◆ Stored data:
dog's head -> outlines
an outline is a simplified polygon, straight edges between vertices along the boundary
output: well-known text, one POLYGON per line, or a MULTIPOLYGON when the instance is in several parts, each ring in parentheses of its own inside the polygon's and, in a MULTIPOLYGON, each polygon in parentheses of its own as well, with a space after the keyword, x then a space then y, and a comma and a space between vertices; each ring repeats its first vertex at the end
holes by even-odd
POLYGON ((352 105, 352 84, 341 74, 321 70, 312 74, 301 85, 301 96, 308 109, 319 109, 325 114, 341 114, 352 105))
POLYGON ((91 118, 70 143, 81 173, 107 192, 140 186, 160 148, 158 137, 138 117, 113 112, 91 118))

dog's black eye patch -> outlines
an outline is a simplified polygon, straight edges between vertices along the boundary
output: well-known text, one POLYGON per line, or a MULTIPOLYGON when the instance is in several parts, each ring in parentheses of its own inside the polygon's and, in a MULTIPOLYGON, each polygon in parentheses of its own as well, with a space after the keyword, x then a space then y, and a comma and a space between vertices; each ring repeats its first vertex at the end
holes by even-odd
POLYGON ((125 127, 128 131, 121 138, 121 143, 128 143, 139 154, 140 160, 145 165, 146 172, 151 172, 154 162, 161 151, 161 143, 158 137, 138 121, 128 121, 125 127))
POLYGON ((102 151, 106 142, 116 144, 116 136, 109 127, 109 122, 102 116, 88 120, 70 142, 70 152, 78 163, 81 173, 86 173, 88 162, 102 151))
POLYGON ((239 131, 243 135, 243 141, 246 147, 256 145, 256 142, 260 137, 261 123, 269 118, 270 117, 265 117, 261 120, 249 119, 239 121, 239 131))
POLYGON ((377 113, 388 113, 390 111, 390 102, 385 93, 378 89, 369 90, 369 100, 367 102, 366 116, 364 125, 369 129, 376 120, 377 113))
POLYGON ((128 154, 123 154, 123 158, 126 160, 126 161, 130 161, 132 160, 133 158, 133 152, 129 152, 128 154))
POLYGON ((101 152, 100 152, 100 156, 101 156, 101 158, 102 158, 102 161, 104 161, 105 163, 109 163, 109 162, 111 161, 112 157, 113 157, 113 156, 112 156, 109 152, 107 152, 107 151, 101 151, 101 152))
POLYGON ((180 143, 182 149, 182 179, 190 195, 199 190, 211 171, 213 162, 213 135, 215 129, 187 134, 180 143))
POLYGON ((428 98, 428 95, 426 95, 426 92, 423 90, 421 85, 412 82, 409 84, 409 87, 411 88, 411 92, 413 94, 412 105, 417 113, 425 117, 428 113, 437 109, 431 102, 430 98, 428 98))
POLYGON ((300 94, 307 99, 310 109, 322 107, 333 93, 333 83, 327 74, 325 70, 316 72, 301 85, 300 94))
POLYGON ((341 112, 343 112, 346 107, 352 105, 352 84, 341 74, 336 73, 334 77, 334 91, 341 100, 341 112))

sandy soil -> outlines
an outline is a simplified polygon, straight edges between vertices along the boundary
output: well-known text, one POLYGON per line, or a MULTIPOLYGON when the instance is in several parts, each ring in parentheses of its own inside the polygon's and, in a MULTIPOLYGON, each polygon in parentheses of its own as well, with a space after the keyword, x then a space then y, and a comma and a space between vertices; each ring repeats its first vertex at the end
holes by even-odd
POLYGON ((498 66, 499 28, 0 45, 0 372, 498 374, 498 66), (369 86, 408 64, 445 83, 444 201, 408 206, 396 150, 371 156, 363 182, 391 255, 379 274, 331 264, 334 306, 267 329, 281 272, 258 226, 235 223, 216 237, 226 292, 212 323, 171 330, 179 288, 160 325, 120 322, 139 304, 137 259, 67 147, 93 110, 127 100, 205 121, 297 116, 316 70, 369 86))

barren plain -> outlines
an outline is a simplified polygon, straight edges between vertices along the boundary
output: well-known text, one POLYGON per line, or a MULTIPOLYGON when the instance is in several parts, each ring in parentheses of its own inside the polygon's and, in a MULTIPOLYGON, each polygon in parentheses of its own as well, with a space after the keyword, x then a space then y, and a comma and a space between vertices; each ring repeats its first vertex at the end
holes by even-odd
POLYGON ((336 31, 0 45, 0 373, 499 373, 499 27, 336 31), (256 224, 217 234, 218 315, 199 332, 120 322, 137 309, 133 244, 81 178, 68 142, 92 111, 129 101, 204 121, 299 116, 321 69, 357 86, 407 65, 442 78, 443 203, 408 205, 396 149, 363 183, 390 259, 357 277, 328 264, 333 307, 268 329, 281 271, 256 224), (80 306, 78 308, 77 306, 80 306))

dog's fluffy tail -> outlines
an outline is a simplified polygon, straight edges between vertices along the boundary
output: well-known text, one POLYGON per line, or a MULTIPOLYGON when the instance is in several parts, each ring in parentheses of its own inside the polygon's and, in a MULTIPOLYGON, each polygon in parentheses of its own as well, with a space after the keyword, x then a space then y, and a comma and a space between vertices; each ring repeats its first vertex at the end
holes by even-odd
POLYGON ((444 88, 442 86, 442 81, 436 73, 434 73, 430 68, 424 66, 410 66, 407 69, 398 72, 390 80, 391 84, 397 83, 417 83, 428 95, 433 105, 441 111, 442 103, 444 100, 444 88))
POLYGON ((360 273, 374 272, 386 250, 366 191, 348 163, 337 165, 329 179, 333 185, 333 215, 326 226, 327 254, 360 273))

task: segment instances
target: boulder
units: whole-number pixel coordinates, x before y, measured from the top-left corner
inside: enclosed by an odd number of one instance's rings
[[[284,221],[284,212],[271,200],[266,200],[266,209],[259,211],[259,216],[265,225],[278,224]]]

◆ Exercise details: Transcribe each entry verbatim, leaving none out.

◆ Expected output:
dog's head -> outlines
an outline is a simplified polygon, straight edges between vertices along the boundary
output: well-known text, one POLYGON per line, or a MULTIPOLYGON when the instance is in several parts, each ring in parentheses of its own inside the polygon's and, in a MULTIPOLYGON, each polygon in parentheses of its own as well, with a space after the keyword, x then a space then y, and a comma and a space between vertices; each ring repeats its first vertex at the end
holes by even-odd
POLYGON ((352 105, 352 84, 341 74, 321 70, 312 74, 301 85, 301 96, 308 109, 319 109, 325 114, 341 114, 352 105))
POLYGON ((91 118, 70 143, 81 173, 107 192, 140 186, 160 148, 158 137, 138 117, 113 112, 91 118))

dog's black eye patch -> outlines
an outline is a simplified polygon, straight edges between vertices along the boundary
output: well-known text, one POLYGON per line, or a MULTIPOLYGON when the instance is in several parts, each ring in parentheses of its own inside the polygon's and, in a MULTIPOLYGON, each polygon in parentheses of its own as well, with a space after the keyword, x then a space then y, and a comma and a space between vertices; each ring repeats its first vertex at the end
holes by even-odd
POLYGON ((125 127, 128 131, 121 138, 121 143, 128 143, 139 154, 140 160, 145 165, 146 172, 151 172, 154 162, 161 151, 161 143, 158 137, 138 121, 128 121, 125 127))
POLYGON ((102 151, 106 142, 116 144, 116 136, 109 127, 109 122, 102 116, 88 120, 70 142, 70 152, 78 163, 81 173, 86 173, 88 162, 102 151))
POLYGON ((239 131, 243 135, 243 141, 246 147, 256 145, 256 142, 260 137, 261 123, 269 118, 270 117, 265 117, 261 120, 249 119, 239 121, 239 131))
POLYGON ((377 113, 388 113, 390 111, 390 102, 385 93, 378 89, 369 90, 369 100, 367 102, 366 116, 364 125, 369 129, 376 120, 377 113))
POLYGON ((128 154, 123 154, 123 158, 126 160, 126 161, 130 161, 132 160, 133 158, 133 152, 129 152, 128 154))
POLYGON ((101 152, 100 152, 100 156, 101 156, 101 158, 102 158, 102 161, 104 161, 105 163, 109 163, 109 162, 111 161, 112 157, 113 157, 113 156, 112 156, 109 152, 107 152, 107 151, 101 151, 101 152))
POLYGON ((180 143, 182 149, 182 179, 190 195, 199 190, 211 171, 213 162, 213 135, 215 129, 187 134, 180 143))
POLYGON ((428 98, 428 95, 426 95, 426 92, 423 90, 421 85, 412 82, 409 84, 409 87, 411 88, 411 92, 413 94, 412 105, 417 113, 425 117, 428 113, 437 109, 431 102, 430 98, 428 98))
POLYGON ((300 94, 307 99, 310 109, 322 107, 333 93, 333 83, 327 74, 325 70, 316 72, 301 85, 300 94))
POLYGON ((341 112, 343 112, 346 107, 352 105, 352 84, 341 74, 336 73, 334 77, 334 91, 341 100, 341 112))

sandy soil -> outlines
an outline is a simplified polygon, straight edges between vertices along the boundary
output: well-known text, one POLYGON per line, or a MULTIPOLYGON when the instance is in several parts, each ring in parentheses of its own inside the polygon's and, in a MULTIPOLYGON, each polygon in parentheses of its own as well, with a space after the keyword, x then a space then y, and a comma and a space between vertices; each ring repeats its first vertex at the end
holes by even-odd
POLYGON ((498 66, 499 28, 0 45, 0 372, 498 374, 498 66), (369 86, 408 64, 445 83, 444 201, 408 206, 396 150, 371 156, 363 182, 391 255, 379 274, 331 264, 334 306, 267 329, 281 272, 258 226, 235 223, 216 237, 226 292, 212 323, 171 330, 179 288, 160 325, 120 322, 139 304, 137 259, 67 147, 93 110, 127 100, 205 121, 297 116, 316 70, 369 86))

barren plain -> outlines
an outline is a simplified polygon, straight edges between vertices along the boundary
output: well-known text, one POLYGON per line, or a MULTIPOLYGON when the instance is in several parts, each ring in parentheses of its own inside the polygon's and, in a MULTIPOLYGON, each polygon in parentheses of its own as well, with a space after the keyword, x then a space then y, and a comma and a space between vertices; each ring repeats its first vertex at the end
holes by even-odd
POLYGON ((336 31, 0 45, 0 373, 499 373, 499 27, 336 31), (256 224, 217 234, 218 315, 199 332, 120 322, 137 309, 133 244, 81 178, 68 142, 92 111, 129 101, 204 121, 299 116, 321 69, 357 86, 407 65, 442 78, 443 203, 408 205, 396 149, 363 183, 390 259, 357 277, 328 264, 333 307, 268 329, 281 271, 256 224), (80 306, 78 308, 77 306, 80 306))

dog's fluffy tail -> outlines
an outline is a simplified polygon, straight edges between vertices along the boundary
output: well-known text, one POLYGON per line, or a MULTIPOLYGON when the instance is in several parts, each ring in parentheses of its own inside the polygon's and, in a MULTIPOLYGON, each polygon in parentheses of its own as well, with a space after the keyword, x then a space then y, and a comma and a space between vertices; each ring repeats its first vertex at the end
holes by even-odd
POLYGON ((444 88, 442 86, 442 81, 436 73, 434 73, 430 68, 424 66, 410 66, 407 69, 398 72, 390 80, 391 84, 397 83, 417 83, 428 95, 433 105, 441 111, 442 103, 444 100, 444 88))
POLYGON ((360 273, 374 272, 386 250, 366 191, 348 163, 337 165, 329 179, 333 185, 333 215, 326 226, 327 254, 360 273))

task: segment instances
target: boulder
units: whole-number pixel coordinates, x before y, measured from the top-left corner
inside: enclosed by an odd number of one instance's rings
[[[284,221],[284,212],[271,200],[266,200],[266,209],[259,211],[259,216],[265,225],[278,224]]]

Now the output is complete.